# DIRECTION A
Please copy the records verbatim, from the line containing "task | indicate the empty" through the final line of the records, both included.

# DOCUMENT TEXT
Distributions in data (dashed black histogram) compared to simulated \({{b} {\overline{{b}}}} \rightarrow {e ^\pm } {\mu ^\mp } X\) (green filled histogram), showing, a \(m_{\mathrm{corr}}\), b the LLP flight distance, c the transverse momentum of the muon, d the transverse momentum of the electron, e the isolation of the muon, and f the isolation of the electron. LLP signal distributions are also shown (coloured histograms) for different \(m_{\mathrm{LLP}}\) and \(\tau _{\mathrm{LLP}}\) values, where the LLP is produced through the DPP mechanism. The distributions from simulation are normalised to the number of candidates in data. There are no simulated \({b} {\overline{{b}}} \) candidates for \(p_{\mathrm {T}} (\mu ) < 10 \,\text {GeV/}c^2 \) due to a \(p_{\mathrm {T}}\) requirement at the generation. For the same reason there is a lack of simulated \({b} {\overline{{b}}} \) candidates for \(p_{\mathrm {T}} (e) > 15 \,\text {GeV/}c^2 \) as candidates are required to pass the muon or electron trigger

A boosted decision tree (BDT) classifier [37, 38] is used to further purify the \(\text {LLP}\!\rightarrow {e ^\pm } {\mu ^\mp } {\nu } \)   candidate sample. The BDT is trained using 70k signal decays from a combination of DPP samples, and background candidates drawn from the same-sign sample. The full signal sample contains 2000 candidates for each set of (\(m_{\mathrm{LLP}}\), \(\tau _{\mathrm{LLP}}\)) parameters. Using all simulated signal samples for the training phase allows to obtain a uniform BDT response across the (\(m_{\mathrm{LLP}}\), \(\tau _{\mathrm{LLP}}\)) space. Furthermore, the uniformity is enforced by using a special cost function described in Ref. [39]. This cost function has the objective to provide the best classification between the signal and the background, while keeping the BDT response uniform on \(m_{\mathrm{LLP}}\) and \(\tau _{\mathrm{LLP}}\). The BDT input observables are: the muon \(p_{\mathrm {T}}\); the maximum between the momentum of the two leptons; the two isolation variables; the angle between the muon momentum in the \(e\mu \) rest frame and the \(e\mu \) momentum; the ratio of the energy deposited by the muon in the calorimeters and its momentum; the ratio of the energy deposited by the electron in the HCAL and its momentum; the distance of closest approach between the two lepton tracks; the \(\chi ^2\) of the LLP decay vertex; the difference between the muon and electron impact parameters divided by the LLP impact parameter; the impact parameter \(\chi ^2\) of the leptons, \(\chi ^2_{\mathrm{IP}} (l)\), divided by \(\chi ^2_{\mathrm{IP}} (\text {LLP})\). For a given particle, the impact parameter \(\chi ^2\) is defined as the difference between the \(\chi ^2\) of the PV reconstructed with and without that particle. The BDT response, shown in Fig. 3, is uniformly distributed between 0 and 1 for the signal, while peaking at zero for the background. Candidates with a BDT value below 0.1 are rejected, leaving 61116 signal candidates. The observed BDT distribution is consistent with a \({b} {\overline{{b}}} \) composition of the background. Using the \({b} {\overline{{b}}} \) cross-section at \(13 \,\text {TeV} \) measured by LHCb, \(144 \pm 1 \pm 21 \,\upmu \text {b} \) [40], \((60 \pm 14) \times 10^3\) \({{b} {\overline{{b}}}} \rightarrow {e ^\pm } {\mu ^\mp } X\) candidates are predicted after selection, consistent with the observed total yield.

# DATA SECTION
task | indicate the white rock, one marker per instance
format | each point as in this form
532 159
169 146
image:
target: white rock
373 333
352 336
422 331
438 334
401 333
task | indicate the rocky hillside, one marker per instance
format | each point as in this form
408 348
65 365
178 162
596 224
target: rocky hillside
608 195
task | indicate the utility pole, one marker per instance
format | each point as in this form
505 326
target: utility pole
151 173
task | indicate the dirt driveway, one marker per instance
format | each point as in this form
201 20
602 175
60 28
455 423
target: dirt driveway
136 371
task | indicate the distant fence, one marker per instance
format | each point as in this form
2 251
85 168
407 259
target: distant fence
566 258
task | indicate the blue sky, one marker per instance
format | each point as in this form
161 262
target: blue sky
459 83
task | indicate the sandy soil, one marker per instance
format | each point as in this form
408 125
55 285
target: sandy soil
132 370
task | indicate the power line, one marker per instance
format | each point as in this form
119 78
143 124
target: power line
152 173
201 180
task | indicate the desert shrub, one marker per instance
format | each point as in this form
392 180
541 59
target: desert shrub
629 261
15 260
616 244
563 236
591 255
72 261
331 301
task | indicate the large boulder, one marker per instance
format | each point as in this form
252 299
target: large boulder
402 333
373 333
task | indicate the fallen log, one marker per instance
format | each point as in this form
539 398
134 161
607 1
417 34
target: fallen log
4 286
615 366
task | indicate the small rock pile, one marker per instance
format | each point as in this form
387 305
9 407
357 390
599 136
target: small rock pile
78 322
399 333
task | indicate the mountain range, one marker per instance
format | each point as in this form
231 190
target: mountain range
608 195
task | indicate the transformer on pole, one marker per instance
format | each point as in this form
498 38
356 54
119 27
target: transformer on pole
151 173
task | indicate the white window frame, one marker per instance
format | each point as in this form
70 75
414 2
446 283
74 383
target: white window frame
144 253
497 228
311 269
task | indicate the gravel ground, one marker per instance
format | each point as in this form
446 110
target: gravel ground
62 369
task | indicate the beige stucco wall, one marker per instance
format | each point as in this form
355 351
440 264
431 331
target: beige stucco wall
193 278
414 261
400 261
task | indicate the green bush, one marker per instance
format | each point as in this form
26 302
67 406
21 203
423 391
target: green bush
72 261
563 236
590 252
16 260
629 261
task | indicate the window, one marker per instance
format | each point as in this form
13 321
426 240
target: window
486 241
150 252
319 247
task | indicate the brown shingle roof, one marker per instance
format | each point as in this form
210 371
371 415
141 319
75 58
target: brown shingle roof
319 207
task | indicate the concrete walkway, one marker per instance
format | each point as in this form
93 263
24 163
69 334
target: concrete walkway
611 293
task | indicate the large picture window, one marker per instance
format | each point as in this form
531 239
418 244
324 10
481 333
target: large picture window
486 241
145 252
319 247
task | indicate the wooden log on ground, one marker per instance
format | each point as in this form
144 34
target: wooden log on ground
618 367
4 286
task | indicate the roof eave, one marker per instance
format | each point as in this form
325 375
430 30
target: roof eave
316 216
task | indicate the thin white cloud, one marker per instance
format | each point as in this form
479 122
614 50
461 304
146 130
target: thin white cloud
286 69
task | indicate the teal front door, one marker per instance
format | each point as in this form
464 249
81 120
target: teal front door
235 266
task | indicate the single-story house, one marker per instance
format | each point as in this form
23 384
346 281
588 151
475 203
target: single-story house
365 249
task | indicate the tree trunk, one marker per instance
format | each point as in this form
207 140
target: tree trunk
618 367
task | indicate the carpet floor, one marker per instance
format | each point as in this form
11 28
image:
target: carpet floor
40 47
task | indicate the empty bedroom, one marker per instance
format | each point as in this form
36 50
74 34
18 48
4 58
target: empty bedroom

# DIRECTION B
In the particle physics passage, what BDT value do candidates need to fall below to be rejected?

# REPLY A
task | indicate the empty bedroom, one marker per instance
format | each point as in this form
36 50
74 34
18 48
4 58
target: empty bedroom

# REPLY B
0.1